PROVIDED MATERIAL —
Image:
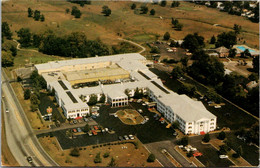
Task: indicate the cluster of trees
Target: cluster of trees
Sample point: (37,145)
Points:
(106,10)
(36,15)
(138,93)
(176,24)
(235,8)
(81,3)
(193,42)
(205,69)
(166,36)
(76,12)
(6,31)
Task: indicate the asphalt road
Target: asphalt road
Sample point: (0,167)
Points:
(19,134)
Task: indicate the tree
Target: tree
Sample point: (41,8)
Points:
(7,59)
(67,10)
(221,135)
(178,27)
(144,9)
(163,3)
(112,163)
(92,100)
(98,159)
(102,99)
(27,94)
(25,37)
(175,4)
(177,72)
(151,158)
(133,6)
(37,15)
(152,12)
(213,40)
(256,64)
(42,18)
(155,49)
(206,138)
(30,12)
(13,49)
(232,52)
(212,95)
(193,42)
(253,77)
(86,128)
(166,36)
(187,89)
(6,32)
(75,152)
(106,155)
(237,29)
(106,10)
(19,79)
(75,12)
(184,61)
(226,39)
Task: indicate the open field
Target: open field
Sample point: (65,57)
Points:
(32,116)
(130,116)
(7,157)
(124,156)
(129,23)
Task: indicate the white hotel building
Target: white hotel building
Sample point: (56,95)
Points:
(192,115)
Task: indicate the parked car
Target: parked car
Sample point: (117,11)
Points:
(29,159)
(131,137)
(79,130)
(223,156)
(126,137)
(120,138)
(140,110)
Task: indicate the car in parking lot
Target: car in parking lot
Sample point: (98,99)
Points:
(126,137)
(29,159)
(120,138)
(79,130)
(131,137)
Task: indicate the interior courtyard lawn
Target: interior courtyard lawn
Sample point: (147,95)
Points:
(130,116)
(125,155)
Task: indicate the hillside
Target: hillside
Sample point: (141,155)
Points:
(123,20)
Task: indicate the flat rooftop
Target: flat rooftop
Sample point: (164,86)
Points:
(113,70)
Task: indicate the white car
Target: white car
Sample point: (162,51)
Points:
(223,156)
(131,137)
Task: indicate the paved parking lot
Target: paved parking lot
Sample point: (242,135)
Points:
(210,157)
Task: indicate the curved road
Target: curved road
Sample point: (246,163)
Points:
(19,134)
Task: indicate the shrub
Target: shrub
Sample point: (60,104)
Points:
(98,159)
(75,152)
(106,155)
(151,158)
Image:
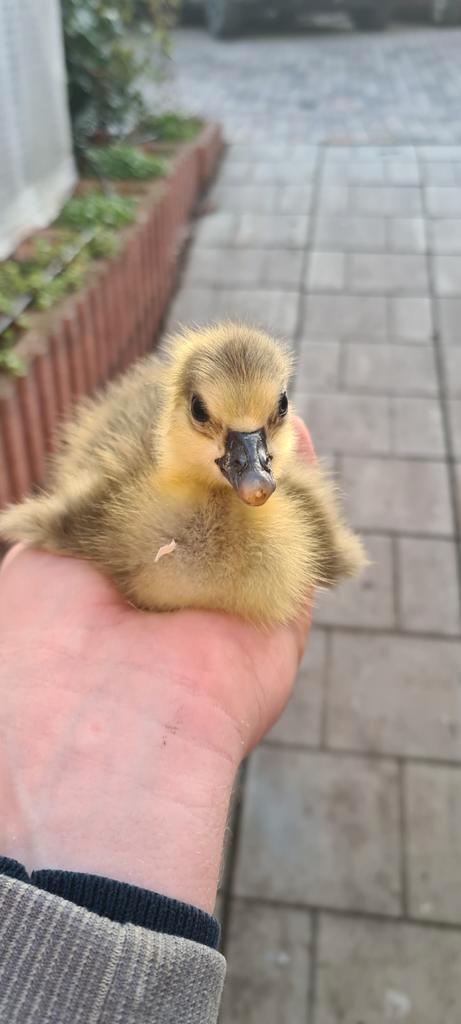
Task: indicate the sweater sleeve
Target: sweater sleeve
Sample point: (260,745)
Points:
(61,964)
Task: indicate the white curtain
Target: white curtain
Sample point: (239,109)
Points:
(36,164)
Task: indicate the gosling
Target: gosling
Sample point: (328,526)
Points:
(181,481)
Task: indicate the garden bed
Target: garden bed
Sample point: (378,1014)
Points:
(73,348)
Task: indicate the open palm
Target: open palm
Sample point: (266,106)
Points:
(121,731)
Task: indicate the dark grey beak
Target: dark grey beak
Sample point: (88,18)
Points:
(246,464)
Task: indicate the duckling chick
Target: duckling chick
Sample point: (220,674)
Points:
(182,483)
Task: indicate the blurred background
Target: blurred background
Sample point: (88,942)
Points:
(333,219)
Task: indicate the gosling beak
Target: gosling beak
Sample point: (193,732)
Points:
(246,464)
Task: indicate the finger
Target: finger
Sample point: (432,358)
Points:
(10,556)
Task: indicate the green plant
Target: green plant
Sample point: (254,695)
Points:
(105,67)
(96,210)
(124,162)
(171,127)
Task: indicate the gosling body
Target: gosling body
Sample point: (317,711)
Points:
(199,449)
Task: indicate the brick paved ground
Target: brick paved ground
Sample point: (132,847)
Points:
(342,898)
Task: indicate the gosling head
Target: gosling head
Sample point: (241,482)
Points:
(228,419)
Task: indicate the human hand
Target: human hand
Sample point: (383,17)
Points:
(121,731)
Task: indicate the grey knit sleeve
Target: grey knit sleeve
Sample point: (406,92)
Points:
(60,964)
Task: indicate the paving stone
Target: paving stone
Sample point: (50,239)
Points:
(253,268)
(445,235)
(301,721)
(270,152)
(410,318)
(448,274)
(367,601)
(285,172)
(370,201)
(269,199)
(350,233)
(416,427)
(458,488)
(428,593)
(450,321)
(433,854)
(451,356)
(275,310)
(253,229)
(347,423)
(374,972)
(406,235)
(388,369)
(326,271)
(439,153)
(268,953)
(346,315)
(443,202)
(454,411)
(320,829)
(388,201)
(373,171)
(318,368)
(387,273)
(348,154)
(439,173)
(194,305)
(264,229)
(401,495)
(216,228)
(394,695)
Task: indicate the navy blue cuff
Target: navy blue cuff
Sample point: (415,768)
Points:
(121,902)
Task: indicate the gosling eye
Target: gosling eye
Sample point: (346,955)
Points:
(198,410)
(283,404)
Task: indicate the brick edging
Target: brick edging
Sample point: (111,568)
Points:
(111,322)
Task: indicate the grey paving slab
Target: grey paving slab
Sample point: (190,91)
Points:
(271,199)
(447,271)
(406,235)
(268,953)
(445,236)
(371,201)
(274,310)
(242,228)
(451,358)
(443,201)
(326,271)
(402,495)
(372,171)
(410,318)
(301,721)
(349,233)
(432,794)
(367,602)
(289,230)
(321,829)
(428,594)
(346,316)
(374,972)
(252,268)
(454,412)
(416,427)
(389,369)
(395,694)
(438,173)
(450,321)
(347,423)
(387,273)
(318,368)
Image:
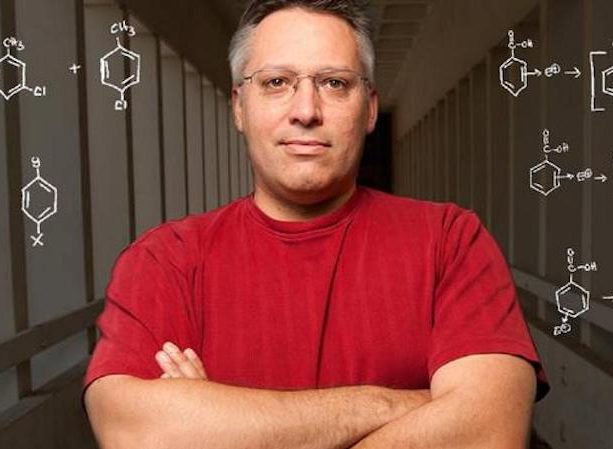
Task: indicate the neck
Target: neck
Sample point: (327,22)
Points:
(287,209)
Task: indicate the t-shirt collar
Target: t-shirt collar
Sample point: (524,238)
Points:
(329,220)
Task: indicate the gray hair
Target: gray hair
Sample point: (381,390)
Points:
(352,11)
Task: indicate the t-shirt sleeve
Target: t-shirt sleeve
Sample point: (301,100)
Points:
(476,310)
(147,303)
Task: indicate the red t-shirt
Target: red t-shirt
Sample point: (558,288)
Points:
(382,291)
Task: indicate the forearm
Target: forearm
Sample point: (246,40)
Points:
(181,413)
(453,422)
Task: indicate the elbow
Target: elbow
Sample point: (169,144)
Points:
(115,422)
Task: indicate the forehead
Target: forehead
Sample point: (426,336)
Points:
(301,39)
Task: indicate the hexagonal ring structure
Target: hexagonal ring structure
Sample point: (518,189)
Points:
(130,80)
(48,207)
(572,299)
(551,171)
(506,79)
(21,69)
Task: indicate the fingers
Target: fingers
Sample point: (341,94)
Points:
(177,364)
(191,355)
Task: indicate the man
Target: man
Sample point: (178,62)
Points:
(313,313)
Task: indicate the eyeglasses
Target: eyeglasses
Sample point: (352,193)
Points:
(333,86)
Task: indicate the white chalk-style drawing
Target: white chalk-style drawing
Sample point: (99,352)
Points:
(112,66)
(546,177)
(38,201)
(514,72)
(572,299)
(12,63)
(602,81)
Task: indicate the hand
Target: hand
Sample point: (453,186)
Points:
(179,365)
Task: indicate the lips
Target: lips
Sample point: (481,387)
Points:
(305,147)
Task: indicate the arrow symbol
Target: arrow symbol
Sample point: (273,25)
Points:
(575,72)
(602,178)
(536,73)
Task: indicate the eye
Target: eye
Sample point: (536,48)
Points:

SET PROBLEM —
Reproduce all of the material exactly, apart from the pictures.

CORRECT RESPONSE —
Image:
Task: indicate the cluster of trees
Target: cluster of trees
Sample point: (37,145)
Points:
(106,10)
(36,15)
(138,93)
(176,24)
(235,8)
(81,3)
(193,42)
(205,69)
(166,36)
(76,12)
(6,31)
Task: indicate the asphalt road
Target: asphalt road
Sample point: (0,167)
Points:
(19,134)
Task: indicate the tree
Target: tree
Sample point: (41,8)
Points:
(7,59)
(67,10)
(221,135)
(178,27)
(144,9)
(163,3)
(112,163)
(92,100)
(98,159)
(102,99)
(27,94)
(25,37)
(175,4)
(177,72)
(151,158)
(133,6)
(37,15)
(152,12)
(213,40)
(256,64)
(42,18)
(155,49)
(206,138)
(30,12)
(13,49)
(232,52)
(212,95)
(193,42)
(253,77)
(86,128)
(166,36)
(187,89)
(6,32)
(75,152)
(106,155)
(237,29)
(106,10)
(19,79)
(75,12)
(184,61)
(226,39)
Task: indicate the open field
Target: open field
Sample point: (65,57)
Points:
(32,116)
(130,116)
(7,157)
(124,156)
(129,23)
Task: indicate the white hotel building
Target: white hotel building
Sample point: (56,95)
Points:
(192,115)
Task: indicate the parked car
Target: parked car
Sample point: (117,11)
Points:
(29,159)
(131,137)
(79,130)
(223,156)
(126,137)
(120,138)
(140,110)
Task: indicate the car in parking lot
Target: car in parking lot
Sample point: (98,99)
Points:
(126,137)
(29,159)
(120,138)
(79,130)
(131,137)
Task: indicate the interior courtyard lawn
Target: interior courtyard lawn
Sample point: (147,95)
Points:
(130,116)
(125,155)
Task: indicate the hillside
Target: hillside
Sample point: (141,155)
Points:
(123,20)
Task: indicate the flat rooftop
Target: flat rooftop
Sample point: (164,86)
Points:
(113,70)
Task: indicate the white car
Target: white car
Sample point: (162,51)
Points:
(223,156)
(131,137)
Task: indicate the paved parking lot
Target: paved parking lot
Sample point: (242,135)
Points:
(210,157)
Task: indicate the curved road
Target: curved road
Sample point: (246,163)
Points:
(19,134)
Task: indicate the shrub
Target: shrub
Sample point: (60,104)
Points:
(98,159)
(75,152)
(106,155)
(151,158)
Image:
Task: indicate the sweater sleeve
Target: sweater sleeve
Sample point: (260,745)
Points:
(61,964)
Task: indicate the white curtain
Target: white curtain
Sample point: (239,109)
Points:
(36,164)
Task: indicate the gosling
Target: gosling
Sample point: (328,526)
Points:
(181,481)
Task: indicate the garden bed
Target: garden bed
Sample point: (378,1014)
Points:
(73,348)
Task: indicate the open palm
Target: open palm
Sample point: (266,106)
Points:
(121,731)
Task: indicate the dark grey beak
Target: dark grey beak
Sample point: (88,18)
Points:
(246,464)
Task: indicate the duckling chick
Target: duckling chick
Sample point: (220,674)
Points:
(182,483)
Task: indicate the blurred background
Target: blurred background
Sample point: (88,942)
Points:
(333,219)
Task: indicate the gosling beak
Target: gosling beak
Sample point: (193,732)
Points:
(246,464)
Task: indicate the finger
Target: finger
Sample point: (432,358)
Points:
(10,556)
Task: indicate the green plant
Target: green plant
Sample point: (254,695)
Points:
(105,67)
(96,210)
(124,162)
(171,127)
Task: indicate the gosling body
Target: gosling body
Sample point: (317,711)
Points:
(199,449)
Task: indicate the brick paved ground
Target: brick paved ground
Sample point: (132,847)
Points:
(342,898)
Task: indicate the gosling head
Target: gosling head
Sample point: (241,482)
Points:
(228,419)
Task: indicate the human hand
Target: human hand
Sample point: (383,17)
Points:
(121,731)
Task: indicate the grey knit sleeve
Target: grey knit sleeve
Sample point: (406,92)
Points:
(60,964)
Task: indicate the paving stone
Target: paving stone
Sample point: (50,239)
Points:
(253,268)
(445,235)
(301,721)
(270,152)
(410,318)
(448,274)
(367,601)
(285,172)
(370,201)
(269,199)
(350,233)
(416,427)
(458,488)
(428,593)
(450,321)
(433,854)
(451,356)
(275,310)
(253,229)
(347,423)
(374,972)
(406,235)
(388,369)
(326,271)
(439,153)
(268,953)
(346,315)
(443,202)
(454,411)
(320,829)
(388,201)
(373,171)
(318,368)
(387,273)
(348,154)
(439,173)
(194,305)
(264,229)
(401,495)
(216,228)
(394,695)
Task: indicate the navy blue cuff
Target: navy blue cuff
Sample point: (415,768)
Points:
(121,902)
Task: indicate the gosling eye
Target: gosling eye
Sample point: (346,955)
Points:
(198,410)
(283,404)
Task: indicate the brick edging
Target: brick edging
Sample point: (111,568)
Points:
(111,322)
Task: indicate the grey paving slab
Target: grey paving slab
Sample point: (190,91)
Points:
(271,199)
(447,271)
(406,235)
(268,953)
(445,236)
(371,201)
(274,310)
(242,228)
(451,358)
(443,201)
(326,271)
(402,495)
(372,171)
(410,318)
(301,721)
(349,233)
(432,794)
(367,602)
(289,230)
(321,829)
(428,594)
(346,316)
(374,972)
(252,268)
(454,412)
(416,427)
(389,369)
(395,694)
(438,173)
(450,321)
(347,423)
(387,273)
(318,368)
Image:
Task: indicate the neck
Target: neck
Sample point: (327,22)
Points:
(287,209)
Task: indicate the t-shirt collar
Target: t-shirt collar
Sample point: (524,238)
Points:
(329,220)
Task: indicate the gray hair
Target: gray hair
Sample point: (381,390)
Points:
(352,11)
Task: indicate the t-shirt sleeve
Target: t-shirt sleeve
Sample point: (301,100)
Points:
(476,310)
(147,303)
Task: indicate the red t-shirt
Target: red t-shirt
Sample point: (558,288)
Points:
(382,291)
Task: indicate the forearm
Target: forearm
Sample point: (246,40)
Points:
(181,413)
(453,422)
Task: indicate the elbow
Target: elbow
Sample point: (169,144)
Points:
(115,422)
Task: indicate the forehead
Target: forehead
Sample point: (426,336)
Points:
(301,39)
Task: indicate the hexagonal ring structure
Target: hexagonal ring structure
Sample point: (518,189)
Points:
(130,80)
(48,207)
(572,299)
(551,171)
(506,79)
(21,69)
Task: indicate the fingers
Target: fingers
Sample point: (341,94)
Points:
(177,364)
(191,355)
Task: indicate the man
Target: man
Sample point: (178,62)
Points:
(313,313)
Task: indicate the eyeglasses
Target: eyeglasses
Sample point: (352,193)
Points:
(333,86)
Task: indicate the white chalk-style drawing
Target: white chalk-style drawing
Sample point: (99,352)
Points:
(112,66)
(546,177)
(38,201)
(514,72)
(572,299)
(12,63)
(602,81)
Task: indicate the hand
Target: hand
Sample point: (453,186)
Points:
(179,365)
Task: indicate the lips
Target: lips
Sample point: (481,387)
Points:
(305,147)
Task: indicate the arrow symbol
Target: arrow symbol
Sample point: (273,25)
Points:
(575,72)
(602,178)
(536,73)
Task: indicate the eye
Target: eye
Sample point: (536,48)
Points:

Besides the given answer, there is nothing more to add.